Task directions => Every line from the one with "Objective — indicate one point on every instance of the fallen" to the final line of the records should be printed exactly as it is, with pictures left out.

(Point-per-instance localization data)

Segment Open

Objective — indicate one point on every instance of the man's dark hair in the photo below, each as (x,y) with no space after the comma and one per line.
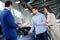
(8,3)
(34,7)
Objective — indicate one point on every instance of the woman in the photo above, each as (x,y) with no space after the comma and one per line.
(51,22)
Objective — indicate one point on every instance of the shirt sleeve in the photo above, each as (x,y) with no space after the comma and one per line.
(43,18)
(32,26)
(10,21)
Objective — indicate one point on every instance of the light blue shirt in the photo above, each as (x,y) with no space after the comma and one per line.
(39,19)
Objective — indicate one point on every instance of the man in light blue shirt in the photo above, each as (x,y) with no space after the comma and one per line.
(38,23)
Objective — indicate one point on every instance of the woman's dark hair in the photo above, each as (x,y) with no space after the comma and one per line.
(49,9)
(8,3)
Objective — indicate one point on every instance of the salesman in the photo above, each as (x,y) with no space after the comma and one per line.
(7,22)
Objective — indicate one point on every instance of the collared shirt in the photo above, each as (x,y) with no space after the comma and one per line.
(39,19)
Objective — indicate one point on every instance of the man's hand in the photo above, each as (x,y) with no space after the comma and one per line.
(29,33)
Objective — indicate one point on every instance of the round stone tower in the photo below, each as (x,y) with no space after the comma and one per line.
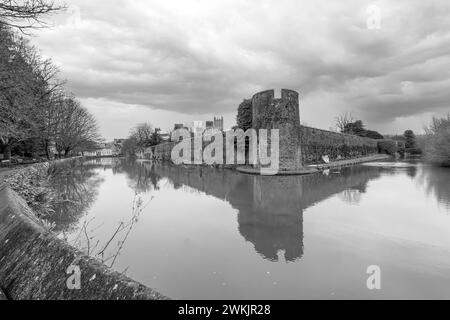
(282,114)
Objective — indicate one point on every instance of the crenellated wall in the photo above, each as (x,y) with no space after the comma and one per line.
(299,145)
(316,143)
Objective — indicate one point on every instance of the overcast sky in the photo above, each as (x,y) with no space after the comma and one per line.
(175,61)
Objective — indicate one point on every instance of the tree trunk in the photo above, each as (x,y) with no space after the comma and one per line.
(7,152)
(47,152)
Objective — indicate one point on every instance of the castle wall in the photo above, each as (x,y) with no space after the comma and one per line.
(282,114)
(316,143)
(299,145)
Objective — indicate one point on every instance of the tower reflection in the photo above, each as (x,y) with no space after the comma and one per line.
(270,208)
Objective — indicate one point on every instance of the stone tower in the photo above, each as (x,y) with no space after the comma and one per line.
(282,114)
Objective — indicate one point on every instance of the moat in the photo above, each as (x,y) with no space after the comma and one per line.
(218,234)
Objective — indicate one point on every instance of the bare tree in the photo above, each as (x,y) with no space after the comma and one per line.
(343,120)
(27,14)
(76,128)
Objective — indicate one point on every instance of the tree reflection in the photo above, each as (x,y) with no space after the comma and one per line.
(74,186)
(436,181)
(270,209)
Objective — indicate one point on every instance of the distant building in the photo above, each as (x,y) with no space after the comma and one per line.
(102,150)
(199,127)
(218,123)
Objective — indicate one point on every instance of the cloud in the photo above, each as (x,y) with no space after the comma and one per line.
(204,57)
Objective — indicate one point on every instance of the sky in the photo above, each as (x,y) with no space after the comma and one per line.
(174,61)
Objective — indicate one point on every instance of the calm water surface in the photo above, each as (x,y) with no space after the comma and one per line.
(216,234)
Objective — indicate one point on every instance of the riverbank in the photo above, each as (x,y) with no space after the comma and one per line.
(35,264)
(315,168)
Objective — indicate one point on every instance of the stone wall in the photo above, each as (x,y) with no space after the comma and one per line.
(299,145)
(282,114)
(316,143)
(34,262)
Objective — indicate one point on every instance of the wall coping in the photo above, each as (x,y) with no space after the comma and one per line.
(34,263)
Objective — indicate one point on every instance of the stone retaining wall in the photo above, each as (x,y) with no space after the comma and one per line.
(316,143)
(34,263)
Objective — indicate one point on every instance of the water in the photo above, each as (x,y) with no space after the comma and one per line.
(218,234)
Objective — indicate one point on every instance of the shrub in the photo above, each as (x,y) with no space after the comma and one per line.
(387,146)
(437,142)
(31,184)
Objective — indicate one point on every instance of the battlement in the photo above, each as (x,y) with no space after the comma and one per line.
(283,114)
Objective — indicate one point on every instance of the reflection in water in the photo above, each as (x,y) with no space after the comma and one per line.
(230,247)
(74,186)
(436,181)
(270,207)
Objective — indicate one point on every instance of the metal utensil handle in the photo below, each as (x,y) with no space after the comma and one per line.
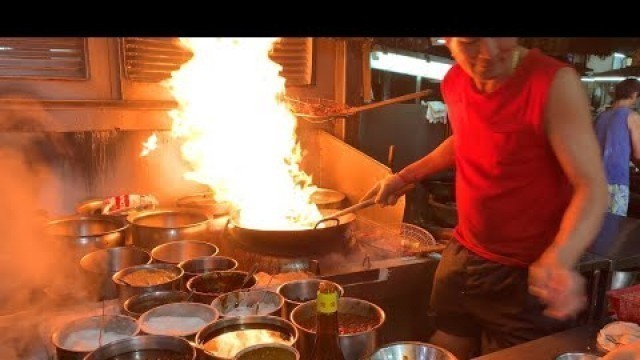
(389,101)
(366,203)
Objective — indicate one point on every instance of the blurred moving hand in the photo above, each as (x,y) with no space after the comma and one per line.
(387,191)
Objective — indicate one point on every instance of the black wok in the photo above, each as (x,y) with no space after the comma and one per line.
(295,243)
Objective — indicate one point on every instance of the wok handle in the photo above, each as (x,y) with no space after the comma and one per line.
(364,204)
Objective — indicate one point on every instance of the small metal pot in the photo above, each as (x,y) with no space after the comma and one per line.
(146,347)
(297,292)
(204,264)
(203,312)
(140,304)
(79,235)
(176,252)
(100,266)
(268,351)
(152,228)
(207,287)
(411,350)
(63,338)
(227,325)
(125,290)
(228,304)
(353,346)
(328,199)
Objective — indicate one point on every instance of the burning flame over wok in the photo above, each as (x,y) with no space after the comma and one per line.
(238,134)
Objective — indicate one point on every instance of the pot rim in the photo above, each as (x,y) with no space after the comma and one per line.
(55,335)
(104,218)
(132,218)
(310,303)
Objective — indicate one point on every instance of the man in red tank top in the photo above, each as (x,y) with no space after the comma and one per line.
(530,192)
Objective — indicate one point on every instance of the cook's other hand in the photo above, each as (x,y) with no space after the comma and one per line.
(624,352)
(386,191)
(558,286)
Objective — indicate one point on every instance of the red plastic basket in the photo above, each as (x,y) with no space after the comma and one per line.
(626,303)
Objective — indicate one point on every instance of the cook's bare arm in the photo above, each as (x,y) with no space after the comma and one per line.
(441,158)
(568,125)
(553,277)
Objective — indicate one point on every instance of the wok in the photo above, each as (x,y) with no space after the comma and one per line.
(293,243)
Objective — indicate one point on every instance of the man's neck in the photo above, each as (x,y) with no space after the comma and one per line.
(493,85)
(624,103)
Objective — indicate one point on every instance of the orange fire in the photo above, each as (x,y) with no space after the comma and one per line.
(239,137)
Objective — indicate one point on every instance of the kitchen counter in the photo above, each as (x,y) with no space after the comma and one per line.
(580,339)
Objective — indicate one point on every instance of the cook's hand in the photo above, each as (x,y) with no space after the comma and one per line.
(624,352)
(560,287)
(385,191)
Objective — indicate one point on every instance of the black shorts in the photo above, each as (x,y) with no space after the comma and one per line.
(475,297)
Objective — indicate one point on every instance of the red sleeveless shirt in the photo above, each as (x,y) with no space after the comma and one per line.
(511,192)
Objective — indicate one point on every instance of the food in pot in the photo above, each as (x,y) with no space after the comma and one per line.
(347,323)
(268,353)
(174,325)
(152,355)
(243,309)
(89,339)
(227,345)
(148,277)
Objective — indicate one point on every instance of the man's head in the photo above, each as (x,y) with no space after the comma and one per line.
(627,89)
(484,59)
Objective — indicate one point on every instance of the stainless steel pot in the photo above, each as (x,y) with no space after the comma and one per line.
(74,340)
(268,351)
(233,324)
(126,291)
(79,235)
(243,302)
(411,350)
(100,266)
(354,346)
(207,287)
(205,264)
(140,304)
(205,203)
(156,227)
(297,292)
(205,313)
(176,252)
(146,347)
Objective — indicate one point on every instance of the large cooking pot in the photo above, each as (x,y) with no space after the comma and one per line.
(330,235)
(81,235)
(152,228)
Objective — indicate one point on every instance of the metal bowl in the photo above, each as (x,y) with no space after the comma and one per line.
(152,228)
(268,351)
(100,266)
(243,303)
(204,264)
(234,324)
(353,345)
(140,304)
(577,356)
(176,252)
(127,290)
(75,339)
(203,315)
(80,235)
(411,350)
(146,347)
(207,287)
(297,292)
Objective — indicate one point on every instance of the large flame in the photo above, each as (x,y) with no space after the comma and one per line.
(239,136)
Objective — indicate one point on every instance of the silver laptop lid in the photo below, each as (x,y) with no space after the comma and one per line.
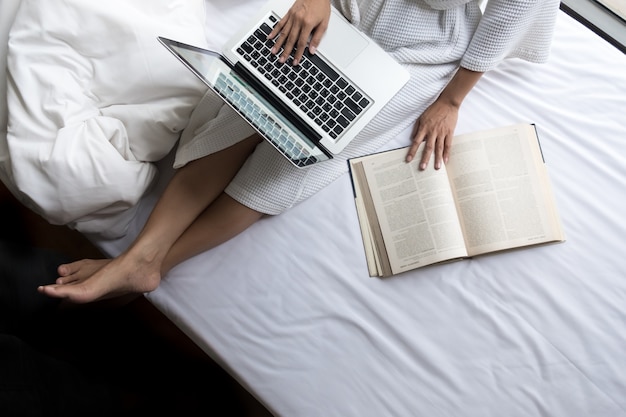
(359,65)
(267,120)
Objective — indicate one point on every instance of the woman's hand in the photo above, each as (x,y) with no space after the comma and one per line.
(435,127)
(305,19)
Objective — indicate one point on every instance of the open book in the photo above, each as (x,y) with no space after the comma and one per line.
(494,194)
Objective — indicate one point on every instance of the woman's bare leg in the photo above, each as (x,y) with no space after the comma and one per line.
(175,225)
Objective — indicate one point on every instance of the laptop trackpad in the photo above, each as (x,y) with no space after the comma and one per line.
(346,44)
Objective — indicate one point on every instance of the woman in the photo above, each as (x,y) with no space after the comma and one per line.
(445,44)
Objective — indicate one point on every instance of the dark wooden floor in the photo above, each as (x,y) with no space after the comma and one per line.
(147,363)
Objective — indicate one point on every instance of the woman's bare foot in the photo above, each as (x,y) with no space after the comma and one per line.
(90,280)
(79,270)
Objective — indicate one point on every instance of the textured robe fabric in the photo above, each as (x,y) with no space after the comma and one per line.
(431,38)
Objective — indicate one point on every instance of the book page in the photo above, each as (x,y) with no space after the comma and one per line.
(415,210)
(502,190)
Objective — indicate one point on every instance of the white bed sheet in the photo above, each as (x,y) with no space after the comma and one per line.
(288,308)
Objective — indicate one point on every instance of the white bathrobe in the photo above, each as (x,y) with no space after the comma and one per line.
(430,37)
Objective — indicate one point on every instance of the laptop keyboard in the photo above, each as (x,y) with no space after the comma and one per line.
(282,140)
(328,99)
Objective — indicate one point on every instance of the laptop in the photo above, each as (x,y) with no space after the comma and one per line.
(309,112)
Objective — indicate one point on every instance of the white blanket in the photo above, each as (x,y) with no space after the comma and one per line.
(288,307)
(95,99)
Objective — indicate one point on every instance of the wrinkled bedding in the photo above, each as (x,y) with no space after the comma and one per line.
(95,99)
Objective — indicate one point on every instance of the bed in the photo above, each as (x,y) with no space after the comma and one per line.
(288,308)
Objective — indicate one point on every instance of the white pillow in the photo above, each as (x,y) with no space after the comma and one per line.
(93,100)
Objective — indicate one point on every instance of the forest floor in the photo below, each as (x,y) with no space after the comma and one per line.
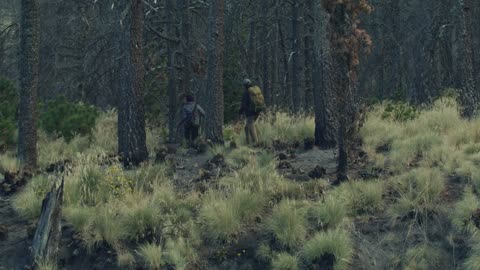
(16,233)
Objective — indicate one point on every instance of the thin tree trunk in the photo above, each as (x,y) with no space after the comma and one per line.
(131,114)
(325,132)
(265,47)
(29,61)
(469,95)
(216,49)
(296,94)
(172,74)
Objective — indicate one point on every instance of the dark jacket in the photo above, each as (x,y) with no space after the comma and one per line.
(246,106)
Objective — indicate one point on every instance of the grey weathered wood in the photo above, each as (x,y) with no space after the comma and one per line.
(47,236)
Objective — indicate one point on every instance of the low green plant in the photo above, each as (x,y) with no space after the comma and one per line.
(152,255)
(399,111)
(336,243)
(67,119)
(285,261)
(288,224)
(419,193)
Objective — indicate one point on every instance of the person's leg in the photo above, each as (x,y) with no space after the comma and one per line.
(194,135)
(251,129)
(254,130)
(247,132)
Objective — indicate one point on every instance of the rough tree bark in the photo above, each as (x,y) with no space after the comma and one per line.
(172,73)
(296,89)
(346,41)
(325,132)
(266,83)
(216,50)
(131,114)
(29,61)
(469,95)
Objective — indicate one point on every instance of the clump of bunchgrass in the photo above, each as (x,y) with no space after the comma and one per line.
(464,211)
(288,224)
(181,254)
(336,243)
(223,217)
(419,193)
(424,256)
(285,261)
(329,213)
(364,197)
(152,256)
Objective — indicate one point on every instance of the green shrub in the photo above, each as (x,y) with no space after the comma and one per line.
(285,261)
(400,112)
(288,224)
(327,214)
(8,111)
(67,119)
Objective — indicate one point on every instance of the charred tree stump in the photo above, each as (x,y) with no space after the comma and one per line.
(47,236)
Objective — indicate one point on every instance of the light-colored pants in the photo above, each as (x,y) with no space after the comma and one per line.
(251,130)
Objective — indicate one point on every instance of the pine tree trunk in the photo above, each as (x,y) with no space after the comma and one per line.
(172,74)
(325,132)
(131,114)
(469,95)
(216,50)
(296,94)
(341,27)
(29,62)
(265,53)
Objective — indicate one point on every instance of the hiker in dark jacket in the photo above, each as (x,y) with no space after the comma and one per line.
(251,115)
(191,118)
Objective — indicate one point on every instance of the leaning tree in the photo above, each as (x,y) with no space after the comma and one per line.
(347,41)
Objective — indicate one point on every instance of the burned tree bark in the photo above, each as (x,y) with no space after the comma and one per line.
(172,74)
(29,61)
(469,95)
(131,114)
(216,48)
(325,132)
(46,241)
(346,41)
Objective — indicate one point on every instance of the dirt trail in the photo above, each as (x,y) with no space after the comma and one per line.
(14,247)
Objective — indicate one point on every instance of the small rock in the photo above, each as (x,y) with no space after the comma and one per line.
(317,173)
(284,165)
(308,143)
(279,145)
(282,156)
(3,232)
(161,154)
(31,230)
(298,171)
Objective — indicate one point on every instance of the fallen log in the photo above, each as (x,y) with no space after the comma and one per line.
(45,245)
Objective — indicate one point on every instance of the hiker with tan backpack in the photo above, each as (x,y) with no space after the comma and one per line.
(253,103)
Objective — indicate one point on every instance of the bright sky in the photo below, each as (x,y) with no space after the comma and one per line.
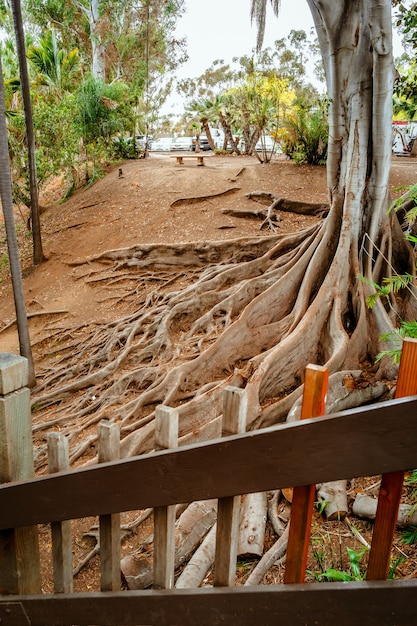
(222,29)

Segment Closed

Solution to the problem =>
Objective — indicate one point on every instance of the fallen log in the photo above, each as (x,y) with no space after the comma and one per line.
(45,245)
Objective — indicate one point on every instance of the hiker with tan backpack in the photo above, each as (x,y) with no space after the comma and one per line.
(253,103)
Objective — indicate one point on every instance of the bright sky in the photo below, each as (x,y) with no space after the comma and one per line.
(222,29)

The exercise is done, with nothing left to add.